§ The records

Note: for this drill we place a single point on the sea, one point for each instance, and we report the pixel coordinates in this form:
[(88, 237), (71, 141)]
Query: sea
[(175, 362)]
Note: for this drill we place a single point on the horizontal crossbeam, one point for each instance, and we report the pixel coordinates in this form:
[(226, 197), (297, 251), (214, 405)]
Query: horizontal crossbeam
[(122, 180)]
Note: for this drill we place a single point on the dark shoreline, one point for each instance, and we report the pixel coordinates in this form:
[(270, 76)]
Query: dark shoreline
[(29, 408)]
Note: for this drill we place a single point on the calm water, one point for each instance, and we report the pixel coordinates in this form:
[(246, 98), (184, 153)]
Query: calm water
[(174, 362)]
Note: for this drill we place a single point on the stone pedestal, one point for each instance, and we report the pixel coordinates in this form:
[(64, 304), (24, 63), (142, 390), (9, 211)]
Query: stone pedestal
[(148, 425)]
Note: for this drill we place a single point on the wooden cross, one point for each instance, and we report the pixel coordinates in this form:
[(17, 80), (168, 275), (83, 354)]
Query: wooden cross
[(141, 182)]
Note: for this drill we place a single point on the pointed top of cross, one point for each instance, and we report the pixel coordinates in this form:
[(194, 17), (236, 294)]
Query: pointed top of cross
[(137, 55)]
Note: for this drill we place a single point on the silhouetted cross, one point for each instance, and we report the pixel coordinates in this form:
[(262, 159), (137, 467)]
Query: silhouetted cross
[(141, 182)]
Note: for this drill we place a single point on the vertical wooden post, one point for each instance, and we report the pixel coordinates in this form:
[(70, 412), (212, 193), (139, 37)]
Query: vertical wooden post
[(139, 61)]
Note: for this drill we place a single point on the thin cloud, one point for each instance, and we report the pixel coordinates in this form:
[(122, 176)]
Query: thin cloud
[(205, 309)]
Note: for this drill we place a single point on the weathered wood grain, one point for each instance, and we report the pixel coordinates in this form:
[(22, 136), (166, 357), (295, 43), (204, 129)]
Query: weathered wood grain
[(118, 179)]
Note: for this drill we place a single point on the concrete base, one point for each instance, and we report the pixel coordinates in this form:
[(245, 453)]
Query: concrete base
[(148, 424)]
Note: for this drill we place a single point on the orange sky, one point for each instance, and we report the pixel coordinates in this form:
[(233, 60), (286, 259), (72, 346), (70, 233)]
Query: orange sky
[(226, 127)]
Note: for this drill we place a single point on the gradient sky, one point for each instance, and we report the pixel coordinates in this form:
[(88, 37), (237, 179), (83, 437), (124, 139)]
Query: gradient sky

§ What the exercise asks
Reproduce all of the material above word for word, leaving nothing out and changing nothing.

§ Result for this task
Note: for this drill we place a single point on the sea, one point for each instance, and we report the pixel coordinates in this form:
[(88, 237), (71, 141)]
Query: sea
[(175, 362)]
Note: for this drill we place a single point on the horizontal crossbeam, one point for each instance, and we report the pixel coordinates in this form:
[(226, 197), (297, 251), (214, 405)]
Query: horizontal crossbeam
[(122, 180)]
Note: for this drill we place a single point on the dark shoreline, one point for each instance, and we report the pixel coordinates in this form:
[(270, 76)]
Query: dark shoreline
[(29, 408)]
Note: for this drill we place a single point on the calm water, one point for each instance, and we report the pixel coordinates in this form:
[(246, 98), (184, 153)]
Query: calm water
[(174, 362)]
Note: for this drill we place a single point on the stone pedestal, one point for each instance, and we report the pixel coordinates in this form:
[(64, 304), (24, 63), (142, 390), (9, 211)]
Query: stone pedestal
[(148, 425)]
Note: for this drill we place a single point on the wooden cross, one point for each instance, and we report the pixel coordinates in this form:
[(17, 80), (168, 275), (83, 354)]
Query: wooden cross
[(141, 182)]
Note: for this drill we place a single point on the pointed top of cross, one point for each instance, and we report the pixel coordinates in this form:
[(194, 17), (236, 294)]
Query: pointed top of cross
[(137, 55)]
Note: for this drill we place a single point on the silhouetted cross, one point for each instance, and we report the pixel coordinates in this form:
[(262, 159), (137, 467)]
Query: silhouetted cross
[(141, 182)]
Note: for this drill we place a single point on the vertical wooden post, one point for each instance, and we report the pixel coordinates in this form:
[(70, 412), (212, 193), (139, 37)]
Query: vertical wooden post
[(139, 61)]
Note: for this drill we place a single point on the thin cloud, one point for each instance, and we report the pixel coordinates in this form:
[(122, 176)]
Query: thin cloud
[(205, 309)]
Note: for this drill we place a single point on the weathered wood grain, one point for each instance, and we report the pixel coordinates in this form:
[(22, 136), (166, 357), (295, 43), (204, 129)]
Query: weathered wood grain
[(118, 179)]
Note: for this drill we place a single point on the concrete base, one point for each instance, and we report the pixel coordinates in this form:
[(245, 453)]
Query: concrete base
[(148, 424)]
Note: for this drill we place a single point on the orange sky, one point for each instance, and we report the pixel coordinates in this form:
[(233, 60), (286, 259), (72, 346), (70, 233)]
Query: orange sky
[(226, 127)]
Note: for this drill we place a single point on the gradient sky, one point for each instance, and we report the pixel coordinates in this form:
[(88, 37), (237, 179), (83, 437), (124, 139)]
Query: gradient sky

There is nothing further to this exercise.